[Point-per-instance localization data]
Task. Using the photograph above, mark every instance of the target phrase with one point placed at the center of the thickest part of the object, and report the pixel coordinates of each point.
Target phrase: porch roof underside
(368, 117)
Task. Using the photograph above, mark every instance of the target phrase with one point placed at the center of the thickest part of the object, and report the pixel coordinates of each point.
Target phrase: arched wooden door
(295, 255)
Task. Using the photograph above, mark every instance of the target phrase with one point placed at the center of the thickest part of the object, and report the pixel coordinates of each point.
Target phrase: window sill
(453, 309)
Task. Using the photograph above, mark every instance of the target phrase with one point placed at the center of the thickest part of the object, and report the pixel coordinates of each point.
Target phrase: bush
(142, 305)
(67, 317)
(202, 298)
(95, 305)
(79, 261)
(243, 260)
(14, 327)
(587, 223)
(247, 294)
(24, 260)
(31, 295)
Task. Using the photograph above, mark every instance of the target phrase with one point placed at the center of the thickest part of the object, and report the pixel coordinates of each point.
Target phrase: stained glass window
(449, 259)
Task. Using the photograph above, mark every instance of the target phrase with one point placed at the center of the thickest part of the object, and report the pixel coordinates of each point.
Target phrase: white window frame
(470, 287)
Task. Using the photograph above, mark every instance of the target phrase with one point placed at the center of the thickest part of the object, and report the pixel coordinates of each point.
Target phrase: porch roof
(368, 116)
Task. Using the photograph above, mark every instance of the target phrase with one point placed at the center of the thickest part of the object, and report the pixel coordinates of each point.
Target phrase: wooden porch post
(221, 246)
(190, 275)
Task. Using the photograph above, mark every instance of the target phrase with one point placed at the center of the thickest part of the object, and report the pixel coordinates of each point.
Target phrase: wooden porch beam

- Exercise: Recopy all the entries faithfully, leaving none out.

- Response for this exercise:
Task. Using the photograph above, mark every instance of the target phrase with one point placed at the center of the thickest part of the object, and report the pixel coordinates of each point.
Target phrase: porch roof underside
(368, 117)
Task. Using the photograph above, mark every instance of the target phrase with one point placed at the center of the thickest part of the object, and report the pixel coordinates of each point.
Target phrase: arched wooden door
(295, 255)
Task. Using the photograph above, mark every instance of the target phrase with one point placed at the center of the thickest part of the object, and report the pixel coordinates of each point.
Target phrase: window sill
(453, 309)
Task. Using the photograph above, mark every instance of the target phrase with one point placed at the center of the thickest part of the object, and report the pixel coordinates of each point.
Target phrase: bush
(142, 305)
(67, 317)
(202, 298)
(95, 305)
(79, 261)
(243, 260)
(14, 327)
(587, 223)
(247, 294)
(24, 260)
(31, 295)
Task. Using the photograph above, mark every instance of the target phrase with one point placed at the center of the thickest part of the object, and report the pixel coordinates of each point.
Target phrase: stained glass window
(449, 259)
Task. Using the photograph above, mark every instance of the target phrase with one point placed at the center of the thickest part of the object, and report the pixel coordinates of each point.
Target phrase: white window frame
(470, 287)
Task. Using the photograph above, mark every instance of the target phrase with one point placed at the center of the thickest part of the object, and report the pixel coordinates of each point.
Target phrase: porch roof
(368, 116)
Task. Using the photograph above, mark every instance of the target phrase with one point placed at the center of the thickest part of the object, and report the pixel coordinates of each point.
Target phrase: wooden porch post
(221, 246)
(190, 275)
Task. Using the photograph above, mark every instance of the target phrase with one point placed at the center of the thickest part of the object, and report the pixel coordinates of each point.
Target phrase: wooden porch beam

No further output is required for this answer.